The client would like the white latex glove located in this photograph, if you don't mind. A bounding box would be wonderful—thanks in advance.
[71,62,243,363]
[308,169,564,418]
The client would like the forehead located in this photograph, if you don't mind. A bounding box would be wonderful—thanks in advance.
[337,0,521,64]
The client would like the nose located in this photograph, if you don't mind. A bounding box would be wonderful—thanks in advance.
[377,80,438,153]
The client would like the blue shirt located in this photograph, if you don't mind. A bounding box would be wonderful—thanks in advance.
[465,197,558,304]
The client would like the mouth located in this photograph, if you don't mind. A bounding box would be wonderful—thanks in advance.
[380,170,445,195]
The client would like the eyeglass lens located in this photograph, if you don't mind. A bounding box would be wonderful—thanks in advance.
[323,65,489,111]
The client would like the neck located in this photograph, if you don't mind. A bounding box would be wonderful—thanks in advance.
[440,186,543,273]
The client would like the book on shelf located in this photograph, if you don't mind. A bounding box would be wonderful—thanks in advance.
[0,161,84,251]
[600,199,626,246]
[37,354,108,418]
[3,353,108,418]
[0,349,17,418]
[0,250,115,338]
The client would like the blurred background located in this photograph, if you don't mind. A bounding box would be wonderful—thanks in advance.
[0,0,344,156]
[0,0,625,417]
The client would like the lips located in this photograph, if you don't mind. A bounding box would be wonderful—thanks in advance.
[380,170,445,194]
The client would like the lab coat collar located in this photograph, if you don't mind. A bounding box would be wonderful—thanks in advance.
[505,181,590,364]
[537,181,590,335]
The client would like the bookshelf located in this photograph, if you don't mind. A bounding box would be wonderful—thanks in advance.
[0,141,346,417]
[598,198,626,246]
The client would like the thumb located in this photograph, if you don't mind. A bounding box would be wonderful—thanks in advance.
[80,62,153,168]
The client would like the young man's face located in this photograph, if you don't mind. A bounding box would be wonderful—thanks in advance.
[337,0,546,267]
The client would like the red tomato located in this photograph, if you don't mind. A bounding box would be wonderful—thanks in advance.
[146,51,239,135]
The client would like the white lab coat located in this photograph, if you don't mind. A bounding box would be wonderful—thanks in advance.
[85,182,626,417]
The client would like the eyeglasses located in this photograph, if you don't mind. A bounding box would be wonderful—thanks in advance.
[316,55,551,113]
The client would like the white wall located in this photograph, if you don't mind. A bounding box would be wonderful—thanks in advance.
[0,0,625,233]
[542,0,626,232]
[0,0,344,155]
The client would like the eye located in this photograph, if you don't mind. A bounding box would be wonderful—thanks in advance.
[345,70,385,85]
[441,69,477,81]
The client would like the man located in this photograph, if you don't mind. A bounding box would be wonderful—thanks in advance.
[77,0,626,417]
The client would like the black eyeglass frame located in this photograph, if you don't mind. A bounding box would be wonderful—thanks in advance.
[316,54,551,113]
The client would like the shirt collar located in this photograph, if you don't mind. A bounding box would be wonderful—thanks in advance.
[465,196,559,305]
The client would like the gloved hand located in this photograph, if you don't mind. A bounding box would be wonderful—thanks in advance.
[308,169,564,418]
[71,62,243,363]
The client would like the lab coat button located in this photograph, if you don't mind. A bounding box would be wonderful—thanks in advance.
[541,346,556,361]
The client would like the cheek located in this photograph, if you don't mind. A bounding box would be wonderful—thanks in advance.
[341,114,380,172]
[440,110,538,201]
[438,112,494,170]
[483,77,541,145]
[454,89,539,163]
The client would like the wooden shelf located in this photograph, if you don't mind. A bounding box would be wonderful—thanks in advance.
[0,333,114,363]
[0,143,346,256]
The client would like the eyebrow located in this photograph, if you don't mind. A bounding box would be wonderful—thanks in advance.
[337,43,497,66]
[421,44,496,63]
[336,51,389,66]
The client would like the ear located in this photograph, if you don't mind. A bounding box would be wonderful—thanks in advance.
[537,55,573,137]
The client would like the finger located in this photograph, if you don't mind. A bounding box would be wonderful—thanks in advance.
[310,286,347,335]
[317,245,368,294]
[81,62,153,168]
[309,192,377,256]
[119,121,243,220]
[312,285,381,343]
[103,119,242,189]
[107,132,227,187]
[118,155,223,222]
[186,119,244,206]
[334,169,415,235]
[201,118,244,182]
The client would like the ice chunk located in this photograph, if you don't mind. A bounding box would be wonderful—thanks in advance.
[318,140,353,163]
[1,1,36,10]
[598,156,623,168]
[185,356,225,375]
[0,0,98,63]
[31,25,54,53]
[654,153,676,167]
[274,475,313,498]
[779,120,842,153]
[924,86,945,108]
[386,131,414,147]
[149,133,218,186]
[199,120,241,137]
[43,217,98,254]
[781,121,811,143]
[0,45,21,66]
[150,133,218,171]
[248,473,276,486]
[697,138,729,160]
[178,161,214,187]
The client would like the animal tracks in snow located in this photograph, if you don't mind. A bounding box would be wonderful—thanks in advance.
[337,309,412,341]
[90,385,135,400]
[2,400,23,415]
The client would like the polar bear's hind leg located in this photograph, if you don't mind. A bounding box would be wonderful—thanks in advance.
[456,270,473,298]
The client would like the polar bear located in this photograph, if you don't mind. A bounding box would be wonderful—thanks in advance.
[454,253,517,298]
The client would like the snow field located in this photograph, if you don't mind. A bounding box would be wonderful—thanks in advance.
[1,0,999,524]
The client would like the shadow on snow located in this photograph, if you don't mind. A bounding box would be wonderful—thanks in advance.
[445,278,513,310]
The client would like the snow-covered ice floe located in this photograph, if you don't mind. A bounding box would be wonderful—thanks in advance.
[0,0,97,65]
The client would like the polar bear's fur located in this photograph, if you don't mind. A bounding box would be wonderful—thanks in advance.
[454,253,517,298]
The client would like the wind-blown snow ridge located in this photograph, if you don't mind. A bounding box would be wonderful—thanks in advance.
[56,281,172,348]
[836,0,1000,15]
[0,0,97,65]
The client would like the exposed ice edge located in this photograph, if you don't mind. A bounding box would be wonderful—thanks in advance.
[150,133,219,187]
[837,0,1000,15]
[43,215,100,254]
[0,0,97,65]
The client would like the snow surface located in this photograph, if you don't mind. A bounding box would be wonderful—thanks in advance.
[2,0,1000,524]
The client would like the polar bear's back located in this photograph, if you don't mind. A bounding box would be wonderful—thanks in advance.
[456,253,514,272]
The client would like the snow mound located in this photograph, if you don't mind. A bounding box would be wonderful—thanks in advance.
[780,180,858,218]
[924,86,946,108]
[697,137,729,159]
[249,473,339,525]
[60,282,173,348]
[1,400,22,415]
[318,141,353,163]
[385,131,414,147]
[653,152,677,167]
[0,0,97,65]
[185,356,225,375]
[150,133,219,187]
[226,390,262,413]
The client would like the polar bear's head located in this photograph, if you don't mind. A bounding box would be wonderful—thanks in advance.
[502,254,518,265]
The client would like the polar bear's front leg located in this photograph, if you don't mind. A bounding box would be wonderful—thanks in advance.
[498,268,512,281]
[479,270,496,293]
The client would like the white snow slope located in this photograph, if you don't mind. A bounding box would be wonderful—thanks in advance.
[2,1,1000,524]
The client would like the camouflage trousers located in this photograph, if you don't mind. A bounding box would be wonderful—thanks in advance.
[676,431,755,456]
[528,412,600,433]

### Task statement
Exactly as given, repeat each line above.

### Output for this task
The client would like the white latex glove located in this photograph, if you don't mind. A bounding box would be wonderful—thanks in advance.
[71,62,243,363]
[308,169,564,418]
The client would like the forehead located in this photograph, if you don't mind. A bounding box would be wonderful—thanks in advance.
[337,0,521,64]
The client would like the nose located in this photograph, if you don't mind. A bounding box would be wonderful—thanks in advance.
[377,80,438,153]
The client would like the blue shirt located in this photograph, if you don't mind. A bounding box would be wonderful—thanks in advance.
[465,197,558,304]
The client would like the mouth located in this photograph, if you don't mind. A bounding box would be wonderful—thanks in advance.
[380,170,445,195]
The client would like the eyeglass lens located in this photograph, if you don't mind. A bounding box would be wonderful—thanks in advance.
[323,65,489,111]
The client would like the neck located in this photograph, if you don't mind. A bounding box would be wonderful—thanks in advance.
[440,186,543,273]
The client would like the book on shelf located in this photograph, if you don't mind. A bounding box would be wonderful—thanks in advance.
[0,161,84,251]
[600,199,626,246]
[37,354,108,418]
[3,353,108,418]
[0,349,17,418]
[0,250,115,338]
The client would like the blurred background located in this photograph, if you don't mind. A bounding box would be wonderful—thanks in advance.
[0,0,344,156]
[0,0,625,417]
The client would like the lips located in this photograph, if you don't mind. A bounding box would be wonderful—thanks in advance.
[380,170,445,194]
The client would like the lab coat collar located in this photograph, if you don't mind. A bounding box would be wonderful—thanks in advance.
[505,181,590,364]
[537,181,590,335]
The client would like the bookshelf located in this photograph, if you don't mind. A bounding box would be wonderful—thanks in advance.
[0,141,346,417]
[598,198,626,246]
The client would like the thumb located in this photograph, if you don't mind. A bounding box would be wonderful—thanks in advance.
[80,62,153,168]
The client would like the young man's face located in this photograph, if you don't mind. A bounding box would be wonderful—thanks in advance.
[337,0,546,267]
The client would like the red tomato located in this photograph, if you don't mind. A bounding box would be wonderful—thanks in advance.
[146,51,239,135]
The client would like the white lab coat located in this photograph, if you don't mind. A bounding box would be wonderful—thanks in advance.
[85,182,626,417]
The client would like the eyeglasses located in this photograph, if you don't mind. A bounding box would be wonderful—thanks in advance.
[316,55,551,113]
The client would like the white wall located in this photograph, if you don't mind. A bounding box would be wonderful—thanks in advance.
[0,0,625,233]
[542,0,626,232]
[0,0,344,155]
The client would like the eye located in this photograph, if you don't mind. A bounding box would be wonderful—thanks in advance.
[345,70,385,85]
[441,69,477,81]
The client would like the man located in this photograph, if you don't mind. A bounding box would be wonderful—thanks in advance.
[77,0,626,417]
The client would like the black eyeglass frame located in this photograph, if you don't mind. A bounding box would be wonderful—thanks in advance.
[316,54,551,113]
The client would like the shirt collar located in this photograph, if you don't mind. A bounding box would be wonderful—thanks in advance.
[465,196,559,305]
The client would like the gloved hand located in this photograph, if you don't mind. A bounding box would be wonderful—thanks in advance.
[308,169,564,418]
[71,62,243,363]
The client would like the lab coat button located in this photograph, if you don't mind. A bounding box would be wonderful—thanks in advance.
[541,346,556,361]
The client would like the cheek located in this photograph, if you don't mind. A bounding box would be wonderful—thanks in advance.
[341,114,380,172]
[440,110,538,201]
[438,112,494,170]
[483,77,541,145]
[454,89,539,163]
The client would like the wooden shelf located in this photograph, if you don't mind. A bounding box would be wonderful—thanks in advance.
[0,333,114,363]
[0,143,346,256]
The client would like the eyebrow located in this photograph, if you don't mind. A bounding box would be wonderful—thanks in advance.
[337,43,497,66]
[421,44,496,63]
[336,51,389,66]
The client would like the ear located in this photograph, if you don't mind. A bounding box would be wonderful—thanks in advance.
[537,55,573,137]
The client would like the finger located in this photograph, if you don't mind. A bounding box would be wonderful—thanks in advance.
[310,286,347,335]
[317,245,368,294]
[81,62,153,168]
[309,192,377,256]
[119,121,243,220]
[312,285,381,343]
[103,119,242,189]
[107,132,227,187]
[118,155,223,222]
[186,119,244,206]
[334,169,415,235]
[201,118,244,182]
The client would like the ice chunk located in this photograph, if you don't mind. A bounding box would be wonderful—thanks in advance.
[318,140,353,163]
[1,1,36,10]
[598,156,623,168]
[185,356,225,375]
[0,0,98,63]
[31,25,54,53]
[654,153,676,167]
[274,475,313,498]
[779,120,842,153]
[924,86,945,108]
[386,131,414,147]
[149,133,218,186]
[199,120,241,137]
[43,217,98,254]
[781,121,811,143]
[0,45,21,66]
[150,133,218,171]
[248,473,276,486]
[697,138,729,160]
[178,161,214,187]
The client would like the animal tracks in snow located in this photograph, if you don't mind. A bounding box would be wonderful—thanks in advance.
[337,309,412,341]
[90,385,135,400]
[2,400,23,415]
The client would like the polar bear's hind leg located in this photograph, if you don't mind. A bounding box would be wonderful—thanks in advance.
[456,270,473,298]
The client would like the polar bear located in this photograph, if you don't mind. A bounding box would be wonderful—thanks in advance.
[454,253,517,298]
The client would like the snow field located in this photograph, if you don't mind. A bounding box would be wonderful—thanks in advance.
[1,0,999,524]
The client would like the shadow on snow located in this photograph, if you don't mind. A bounding box would be wonderful—thanks in advance.
[445,278,513,310]
The client would like the snow-covered ice floe located in this photograph, if you don't mind. A bounding box would be wonderful—thanks in advance.
[0,0,97,65]
The client would like the polar bear's fur located in this photograph, if you don't mind. A bounding box would be wonderful—thanks in advance.
[454,253,517,298]
The client would like the wind-blown snow ridge located in this photograph, if you don't mind. A bounding box would be wonderful—thanks in advance.
[56,281,172,348]
[836,0,1000,15]
[0,0,97,65]
The client would like the exposed ice edge located in this photograph, if you don't mind. A bounding box would be wonderful—thanks in advance.
[150,133,219,187]
[837,0,1000,15]
[43,215,100,254]
[0,0,97,65]
The client would like the snow surface located in this photograph, if you don't mind. A bounding box would be wonderful—thanks in advance.
[2,0,1000,524]
The client would like the polar bear's back located in this photograph, if you don't mind. A bounding box would be wonderful—thanks in advance.
[456,253,514,272]
The client would like the snow mound located in this photograph, if you don't mind. A bounding box would be wonderful—thanks in advance.
[780,180,858,218]
[924,86,946,108]
[697,137,729,159]
[249,473,339,525]
[60,282,173,348]
[1,400,22,415]
[318,141,353,163]
[385,131,414,147]
[653,152,677,167]
[0,0,97,65]
[185,356,225,375]
[150,133,219,187]
[226,390,262,413]
The client would like the polar bear's head located in this photograph, if you don't mind. A bounding box would be wonderful—thanks in advance.
[502,254,518,265]
The client would like the polar bear's front leg located in this photograph, if you don't mind. A bounding box would be wonderful—thanks in advance.
[498,268,512,281]
[479,270,496,293]
The client would like the white snow slope located in this photograph, if you don't mind. A bounding box would be wonderful—thanks in advance.
[2,1,1000,524]
The client would like the camouflage trousers located in this photograph, if you don't mind. A bounding box would be wonderful—thanks in advance.
[676,431,755,456]
[528,412,600,433]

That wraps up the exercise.